A block of data
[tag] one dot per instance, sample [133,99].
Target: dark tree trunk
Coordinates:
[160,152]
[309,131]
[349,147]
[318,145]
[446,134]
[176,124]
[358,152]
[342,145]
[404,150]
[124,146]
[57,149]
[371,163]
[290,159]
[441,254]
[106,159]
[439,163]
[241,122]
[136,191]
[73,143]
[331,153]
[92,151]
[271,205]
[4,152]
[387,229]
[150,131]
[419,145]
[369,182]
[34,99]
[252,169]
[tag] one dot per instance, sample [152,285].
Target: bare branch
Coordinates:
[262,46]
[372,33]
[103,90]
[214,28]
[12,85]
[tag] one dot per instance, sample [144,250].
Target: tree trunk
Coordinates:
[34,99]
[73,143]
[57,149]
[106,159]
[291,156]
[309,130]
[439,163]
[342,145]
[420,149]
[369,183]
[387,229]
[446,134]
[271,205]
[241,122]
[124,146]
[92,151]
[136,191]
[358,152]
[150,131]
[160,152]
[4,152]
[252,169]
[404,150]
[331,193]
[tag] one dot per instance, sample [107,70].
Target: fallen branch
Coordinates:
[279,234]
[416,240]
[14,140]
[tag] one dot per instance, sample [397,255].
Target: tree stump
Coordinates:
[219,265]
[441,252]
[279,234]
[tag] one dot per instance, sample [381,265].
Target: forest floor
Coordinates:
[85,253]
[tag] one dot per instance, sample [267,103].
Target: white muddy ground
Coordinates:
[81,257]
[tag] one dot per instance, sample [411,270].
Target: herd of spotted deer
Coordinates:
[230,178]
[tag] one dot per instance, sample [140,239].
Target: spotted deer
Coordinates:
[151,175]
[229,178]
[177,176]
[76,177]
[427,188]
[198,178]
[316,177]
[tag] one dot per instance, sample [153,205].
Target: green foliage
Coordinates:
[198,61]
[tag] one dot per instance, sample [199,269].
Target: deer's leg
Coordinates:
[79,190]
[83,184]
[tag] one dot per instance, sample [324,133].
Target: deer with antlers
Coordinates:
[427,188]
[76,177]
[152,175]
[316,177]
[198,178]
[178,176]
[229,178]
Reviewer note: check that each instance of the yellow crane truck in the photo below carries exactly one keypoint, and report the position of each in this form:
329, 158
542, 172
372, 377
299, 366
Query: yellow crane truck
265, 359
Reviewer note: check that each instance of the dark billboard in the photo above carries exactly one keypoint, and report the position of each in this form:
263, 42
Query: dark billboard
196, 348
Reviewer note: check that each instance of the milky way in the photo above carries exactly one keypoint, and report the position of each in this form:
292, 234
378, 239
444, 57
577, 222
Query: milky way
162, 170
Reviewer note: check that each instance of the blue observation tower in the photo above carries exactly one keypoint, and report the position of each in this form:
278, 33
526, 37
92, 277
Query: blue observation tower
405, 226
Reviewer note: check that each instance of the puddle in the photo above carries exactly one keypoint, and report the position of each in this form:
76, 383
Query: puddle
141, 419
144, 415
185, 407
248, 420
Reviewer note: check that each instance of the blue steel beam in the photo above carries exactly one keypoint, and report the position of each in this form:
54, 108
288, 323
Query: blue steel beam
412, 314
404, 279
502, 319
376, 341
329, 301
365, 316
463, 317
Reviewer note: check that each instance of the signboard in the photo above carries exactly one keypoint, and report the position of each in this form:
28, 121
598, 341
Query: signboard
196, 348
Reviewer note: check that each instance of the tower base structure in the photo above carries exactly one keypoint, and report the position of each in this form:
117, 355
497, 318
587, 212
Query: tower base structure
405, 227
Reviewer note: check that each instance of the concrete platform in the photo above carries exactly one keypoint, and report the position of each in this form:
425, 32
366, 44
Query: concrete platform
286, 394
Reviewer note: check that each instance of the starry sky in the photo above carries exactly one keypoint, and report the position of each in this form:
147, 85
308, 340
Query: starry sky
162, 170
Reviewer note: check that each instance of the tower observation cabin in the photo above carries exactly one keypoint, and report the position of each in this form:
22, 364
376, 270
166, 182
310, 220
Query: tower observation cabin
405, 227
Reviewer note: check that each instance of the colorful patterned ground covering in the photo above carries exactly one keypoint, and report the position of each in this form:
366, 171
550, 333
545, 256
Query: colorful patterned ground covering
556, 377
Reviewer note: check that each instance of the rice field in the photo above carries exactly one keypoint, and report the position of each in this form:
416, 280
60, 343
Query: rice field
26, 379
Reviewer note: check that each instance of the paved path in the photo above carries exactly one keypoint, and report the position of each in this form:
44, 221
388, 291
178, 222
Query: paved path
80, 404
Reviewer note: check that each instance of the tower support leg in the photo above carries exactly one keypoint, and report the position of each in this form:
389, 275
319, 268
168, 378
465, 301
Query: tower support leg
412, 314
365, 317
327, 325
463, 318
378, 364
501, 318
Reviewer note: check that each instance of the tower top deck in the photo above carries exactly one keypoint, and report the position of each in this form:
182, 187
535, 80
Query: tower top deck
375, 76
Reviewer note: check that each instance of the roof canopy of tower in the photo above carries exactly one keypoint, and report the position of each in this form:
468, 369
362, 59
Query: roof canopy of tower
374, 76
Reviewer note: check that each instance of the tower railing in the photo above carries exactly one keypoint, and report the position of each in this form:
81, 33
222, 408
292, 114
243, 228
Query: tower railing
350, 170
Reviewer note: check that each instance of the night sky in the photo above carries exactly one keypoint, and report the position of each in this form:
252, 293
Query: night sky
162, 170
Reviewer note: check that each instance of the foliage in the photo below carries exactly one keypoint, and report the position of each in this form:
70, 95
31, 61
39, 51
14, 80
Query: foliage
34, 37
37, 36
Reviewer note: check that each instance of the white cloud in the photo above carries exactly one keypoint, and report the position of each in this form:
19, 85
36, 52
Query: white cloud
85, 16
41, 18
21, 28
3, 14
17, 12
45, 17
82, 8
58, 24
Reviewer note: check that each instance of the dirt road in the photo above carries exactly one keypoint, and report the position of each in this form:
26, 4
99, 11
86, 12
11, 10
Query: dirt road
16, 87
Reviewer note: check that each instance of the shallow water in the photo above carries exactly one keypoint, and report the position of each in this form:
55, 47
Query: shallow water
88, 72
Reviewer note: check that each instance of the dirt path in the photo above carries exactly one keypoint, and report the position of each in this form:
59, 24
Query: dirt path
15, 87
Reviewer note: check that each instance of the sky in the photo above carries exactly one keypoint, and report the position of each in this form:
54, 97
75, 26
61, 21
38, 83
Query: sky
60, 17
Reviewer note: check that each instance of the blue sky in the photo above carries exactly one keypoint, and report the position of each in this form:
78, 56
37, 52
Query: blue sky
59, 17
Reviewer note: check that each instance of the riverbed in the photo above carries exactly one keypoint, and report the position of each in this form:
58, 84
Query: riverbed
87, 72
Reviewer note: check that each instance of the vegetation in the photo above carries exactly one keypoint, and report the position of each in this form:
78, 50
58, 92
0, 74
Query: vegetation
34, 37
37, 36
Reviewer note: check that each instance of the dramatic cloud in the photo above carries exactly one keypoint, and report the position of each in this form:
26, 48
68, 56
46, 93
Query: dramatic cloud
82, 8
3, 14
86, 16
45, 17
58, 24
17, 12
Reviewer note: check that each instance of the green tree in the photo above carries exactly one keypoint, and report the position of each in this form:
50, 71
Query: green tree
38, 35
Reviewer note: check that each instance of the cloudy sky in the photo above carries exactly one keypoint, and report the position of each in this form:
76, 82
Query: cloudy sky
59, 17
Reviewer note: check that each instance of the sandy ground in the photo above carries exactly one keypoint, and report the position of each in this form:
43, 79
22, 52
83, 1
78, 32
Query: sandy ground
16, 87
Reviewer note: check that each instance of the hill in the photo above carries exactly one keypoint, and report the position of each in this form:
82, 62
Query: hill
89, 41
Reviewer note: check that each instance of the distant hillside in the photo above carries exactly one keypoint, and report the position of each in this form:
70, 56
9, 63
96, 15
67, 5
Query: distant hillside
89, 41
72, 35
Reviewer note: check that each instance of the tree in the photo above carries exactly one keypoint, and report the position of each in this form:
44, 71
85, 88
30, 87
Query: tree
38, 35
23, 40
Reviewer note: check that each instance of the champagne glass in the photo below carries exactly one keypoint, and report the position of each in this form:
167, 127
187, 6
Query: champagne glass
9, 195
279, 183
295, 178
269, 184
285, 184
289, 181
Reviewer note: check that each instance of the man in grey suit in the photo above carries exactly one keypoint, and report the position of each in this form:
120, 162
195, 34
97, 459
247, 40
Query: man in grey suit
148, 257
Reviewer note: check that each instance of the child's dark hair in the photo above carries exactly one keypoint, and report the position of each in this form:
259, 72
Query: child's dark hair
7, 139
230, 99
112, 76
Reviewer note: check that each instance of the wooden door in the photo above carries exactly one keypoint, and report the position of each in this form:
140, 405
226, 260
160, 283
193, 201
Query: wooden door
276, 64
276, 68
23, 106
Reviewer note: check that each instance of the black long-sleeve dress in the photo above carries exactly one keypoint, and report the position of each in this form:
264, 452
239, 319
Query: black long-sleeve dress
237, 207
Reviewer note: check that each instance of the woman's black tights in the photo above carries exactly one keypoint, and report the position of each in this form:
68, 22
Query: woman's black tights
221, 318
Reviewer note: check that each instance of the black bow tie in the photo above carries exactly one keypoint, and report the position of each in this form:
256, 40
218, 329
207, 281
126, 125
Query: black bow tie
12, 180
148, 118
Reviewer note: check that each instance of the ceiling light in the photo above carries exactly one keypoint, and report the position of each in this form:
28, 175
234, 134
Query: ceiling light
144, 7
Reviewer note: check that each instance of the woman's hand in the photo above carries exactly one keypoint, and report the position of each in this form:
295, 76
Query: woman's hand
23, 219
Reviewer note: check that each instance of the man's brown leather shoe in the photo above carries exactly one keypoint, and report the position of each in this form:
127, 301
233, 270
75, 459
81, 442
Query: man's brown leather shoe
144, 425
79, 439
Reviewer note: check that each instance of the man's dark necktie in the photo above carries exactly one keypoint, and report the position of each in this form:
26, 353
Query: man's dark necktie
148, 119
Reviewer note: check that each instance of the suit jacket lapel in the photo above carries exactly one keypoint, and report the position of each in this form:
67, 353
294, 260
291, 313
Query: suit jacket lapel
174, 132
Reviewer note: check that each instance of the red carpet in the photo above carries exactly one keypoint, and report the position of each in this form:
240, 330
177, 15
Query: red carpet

## AIM
Your task is to transcribe the line containing "Reviewer note: check that each instance of the man's brown" and every line after it, through the last line of the data, exactly as written and with nothing more.

## REPLY TO THE EXERCISE
Reviewer note: check that each instance of the man's brown leather shoe in the photo above carries exactly one keypoint, and report the position of each in this form:
127, 301
233, 270
75, 459
81, 442
Query: man's brown leather shoe
144, 425
79, 439
Reviewer note: check that each instance of the man's dark necktie in the photo above carries exactly one keypoint, and report the position of each in this form:
26, 353
Query: man's dark necktie
148, 119
Reviewer note: check that each instance of the suit jacket lapel in the photo above carries exactly one keypoint, and report the position of each in this form:
67, 353
294, 260
291, 313
Query: suit jacket lapel
174, 132
Reviewer note: check that each instance of the red carpet in the photo above carries exactly one keypoint, and report the position of each in this form:
240, 330
177, 15
Query: red carpet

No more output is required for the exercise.